====== Entries
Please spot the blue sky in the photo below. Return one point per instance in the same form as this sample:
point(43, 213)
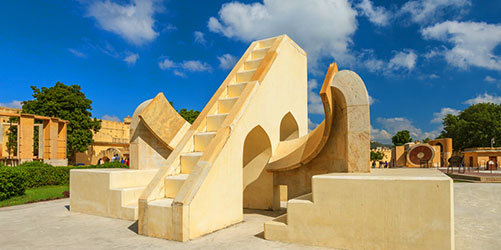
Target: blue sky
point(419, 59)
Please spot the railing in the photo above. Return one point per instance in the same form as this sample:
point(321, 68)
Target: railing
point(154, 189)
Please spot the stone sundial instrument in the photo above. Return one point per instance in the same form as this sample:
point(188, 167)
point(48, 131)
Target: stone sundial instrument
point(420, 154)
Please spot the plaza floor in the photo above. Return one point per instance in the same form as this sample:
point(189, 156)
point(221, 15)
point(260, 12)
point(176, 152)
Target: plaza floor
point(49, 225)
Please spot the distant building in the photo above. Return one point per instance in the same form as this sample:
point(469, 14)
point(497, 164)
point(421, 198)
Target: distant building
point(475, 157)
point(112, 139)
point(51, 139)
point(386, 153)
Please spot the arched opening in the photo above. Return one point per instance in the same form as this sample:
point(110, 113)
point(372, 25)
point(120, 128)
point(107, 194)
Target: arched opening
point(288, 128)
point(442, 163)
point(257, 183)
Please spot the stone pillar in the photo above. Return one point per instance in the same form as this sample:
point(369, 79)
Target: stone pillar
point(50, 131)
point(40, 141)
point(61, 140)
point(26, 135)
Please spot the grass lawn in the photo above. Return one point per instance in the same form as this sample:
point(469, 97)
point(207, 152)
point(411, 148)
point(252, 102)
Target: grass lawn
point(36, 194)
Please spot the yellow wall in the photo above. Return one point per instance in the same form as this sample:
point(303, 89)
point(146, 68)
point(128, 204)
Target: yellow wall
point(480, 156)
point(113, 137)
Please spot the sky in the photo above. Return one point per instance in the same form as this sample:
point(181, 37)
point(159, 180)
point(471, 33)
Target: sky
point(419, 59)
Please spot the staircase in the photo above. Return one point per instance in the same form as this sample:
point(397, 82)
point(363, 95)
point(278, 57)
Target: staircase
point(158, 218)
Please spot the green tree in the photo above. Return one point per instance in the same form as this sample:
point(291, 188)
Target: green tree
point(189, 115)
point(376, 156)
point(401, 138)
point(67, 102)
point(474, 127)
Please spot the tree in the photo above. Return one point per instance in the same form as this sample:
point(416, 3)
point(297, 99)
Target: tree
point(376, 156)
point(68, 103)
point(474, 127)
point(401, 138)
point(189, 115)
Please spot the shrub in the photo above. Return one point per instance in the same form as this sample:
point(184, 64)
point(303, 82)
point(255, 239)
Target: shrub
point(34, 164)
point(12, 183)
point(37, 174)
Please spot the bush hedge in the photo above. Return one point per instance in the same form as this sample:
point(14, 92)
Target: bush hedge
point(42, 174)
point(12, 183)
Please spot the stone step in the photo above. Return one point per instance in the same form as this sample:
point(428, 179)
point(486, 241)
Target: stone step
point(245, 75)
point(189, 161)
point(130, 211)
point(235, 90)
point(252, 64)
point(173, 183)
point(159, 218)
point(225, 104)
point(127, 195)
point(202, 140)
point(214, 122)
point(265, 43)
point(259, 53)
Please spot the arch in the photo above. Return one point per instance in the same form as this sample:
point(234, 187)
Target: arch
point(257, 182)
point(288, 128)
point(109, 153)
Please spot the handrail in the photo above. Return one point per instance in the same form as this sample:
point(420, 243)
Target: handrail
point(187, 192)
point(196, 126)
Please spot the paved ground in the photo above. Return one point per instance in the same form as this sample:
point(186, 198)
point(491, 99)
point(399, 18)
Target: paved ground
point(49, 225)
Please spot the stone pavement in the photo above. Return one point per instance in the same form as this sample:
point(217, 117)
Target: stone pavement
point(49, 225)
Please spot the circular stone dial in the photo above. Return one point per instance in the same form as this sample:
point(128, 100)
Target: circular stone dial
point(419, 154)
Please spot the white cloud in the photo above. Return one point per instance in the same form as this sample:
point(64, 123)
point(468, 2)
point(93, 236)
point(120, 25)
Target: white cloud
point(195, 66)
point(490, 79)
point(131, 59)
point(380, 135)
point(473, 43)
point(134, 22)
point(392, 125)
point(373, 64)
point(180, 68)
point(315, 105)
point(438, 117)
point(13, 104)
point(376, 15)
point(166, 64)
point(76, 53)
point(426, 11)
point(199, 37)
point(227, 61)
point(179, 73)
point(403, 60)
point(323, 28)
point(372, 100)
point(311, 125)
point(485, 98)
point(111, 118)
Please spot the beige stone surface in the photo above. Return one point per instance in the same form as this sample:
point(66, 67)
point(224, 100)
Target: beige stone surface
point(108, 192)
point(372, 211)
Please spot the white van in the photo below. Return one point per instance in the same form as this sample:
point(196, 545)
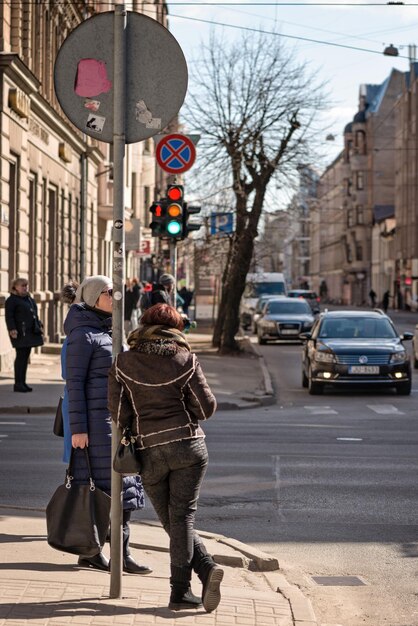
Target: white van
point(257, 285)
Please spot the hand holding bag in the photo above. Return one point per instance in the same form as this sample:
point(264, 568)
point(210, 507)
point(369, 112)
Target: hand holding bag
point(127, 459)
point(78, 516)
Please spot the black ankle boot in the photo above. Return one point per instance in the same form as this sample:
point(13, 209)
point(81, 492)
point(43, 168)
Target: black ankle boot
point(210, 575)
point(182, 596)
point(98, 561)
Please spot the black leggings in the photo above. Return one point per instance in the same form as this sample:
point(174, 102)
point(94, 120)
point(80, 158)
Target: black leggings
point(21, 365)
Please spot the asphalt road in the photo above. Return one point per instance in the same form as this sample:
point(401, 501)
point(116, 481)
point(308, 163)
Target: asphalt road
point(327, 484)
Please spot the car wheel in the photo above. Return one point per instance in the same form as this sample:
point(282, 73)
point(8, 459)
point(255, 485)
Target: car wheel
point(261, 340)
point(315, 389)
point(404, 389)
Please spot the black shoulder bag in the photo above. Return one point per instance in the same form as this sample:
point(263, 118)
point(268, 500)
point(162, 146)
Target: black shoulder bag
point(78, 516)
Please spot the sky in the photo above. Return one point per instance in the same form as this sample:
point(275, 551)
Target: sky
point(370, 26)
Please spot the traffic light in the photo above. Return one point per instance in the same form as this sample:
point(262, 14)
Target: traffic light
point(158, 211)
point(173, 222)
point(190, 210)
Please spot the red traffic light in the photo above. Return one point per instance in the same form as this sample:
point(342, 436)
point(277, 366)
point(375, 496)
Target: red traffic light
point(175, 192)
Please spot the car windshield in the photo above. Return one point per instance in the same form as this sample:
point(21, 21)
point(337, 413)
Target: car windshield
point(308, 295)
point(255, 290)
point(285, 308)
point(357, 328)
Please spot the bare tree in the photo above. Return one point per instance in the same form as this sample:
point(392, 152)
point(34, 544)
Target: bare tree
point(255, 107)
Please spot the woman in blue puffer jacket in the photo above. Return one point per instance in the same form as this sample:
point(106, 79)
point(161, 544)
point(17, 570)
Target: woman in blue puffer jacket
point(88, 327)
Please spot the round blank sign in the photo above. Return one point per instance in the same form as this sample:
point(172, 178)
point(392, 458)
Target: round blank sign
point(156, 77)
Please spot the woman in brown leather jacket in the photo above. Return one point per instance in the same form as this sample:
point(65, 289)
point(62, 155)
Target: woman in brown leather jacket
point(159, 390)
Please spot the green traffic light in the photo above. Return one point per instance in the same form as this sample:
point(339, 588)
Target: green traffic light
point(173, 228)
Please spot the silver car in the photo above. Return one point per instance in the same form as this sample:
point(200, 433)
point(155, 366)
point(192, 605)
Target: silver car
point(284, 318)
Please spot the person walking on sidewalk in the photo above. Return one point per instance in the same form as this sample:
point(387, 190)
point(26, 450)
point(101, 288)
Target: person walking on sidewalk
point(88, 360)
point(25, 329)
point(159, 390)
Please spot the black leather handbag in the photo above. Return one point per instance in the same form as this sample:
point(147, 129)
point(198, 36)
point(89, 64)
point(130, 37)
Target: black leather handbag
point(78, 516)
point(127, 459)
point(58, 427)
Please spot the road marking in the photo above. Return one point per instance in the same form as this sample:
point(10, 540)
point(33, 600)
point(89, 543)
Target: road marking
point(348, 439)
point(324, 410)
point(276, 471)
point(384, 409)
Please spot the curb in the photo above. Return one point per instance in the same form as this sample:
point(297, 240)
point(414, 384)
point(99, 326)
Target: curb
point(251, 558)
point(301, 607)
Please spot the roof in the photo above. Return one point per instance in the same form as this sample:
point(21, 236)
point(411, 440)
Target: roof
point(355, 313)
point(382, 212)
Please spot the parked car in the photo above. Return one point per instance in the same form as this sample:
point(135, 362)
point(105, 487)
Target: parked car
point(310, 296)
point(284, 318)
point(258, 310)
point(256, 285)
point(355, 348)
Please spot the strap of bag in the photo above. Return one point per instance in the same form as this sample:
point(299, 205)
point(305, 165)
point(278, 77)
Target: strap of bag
============
Written exercise: The lines to reproduce run from the one that contains "Please spot the black leather" through the last line above; copy them exactly.

Completed exercise:
Please spot the black leather handbag in the photo above. Return one point per instance in the same form as this sample:
point(147, 129)
point(198, 36)
point(89, 64)
point(130, 37)
Target: black leather handbag
point(78, 516)
point(127, 459)
point(58, 427)
Please spot the road marking in the photo above. Return one point per instance in the same form as this sample:
point(10, 540)
point(33, 600)
point(89, 543)
Target: road marking
point(348, 439)
point(324, 410)
point(276, 471)
point(384, 409)
Please spot the curb in the photo above. Return one point per instance in the same form as this sample:
point(297, 240)
point(414, 384)
point(99, 326)
Target: curb
point(251, 558)
point(301, 607)
Please spot the roof in the photo above. Return one point per instance in the same form as this sample:
point(21, 236)
point(411, 440)
Target: roof
point(355, 313)
point(382, 212)
Please spot the parked car in the photo above. Return one point per instance in the same form as this sample:
point(135, 362)
point(105, 487)
Target: parked car
point(310, 296)
point(284, 318)
point(258, 310)
point(256, 285)
point(355, 348)
Please spot the strap of bag in the photo above. Return one point per instance in the same form as this sample:
point(299, 205)
point(305, 165)
point(278, 77)
Target: strap of bag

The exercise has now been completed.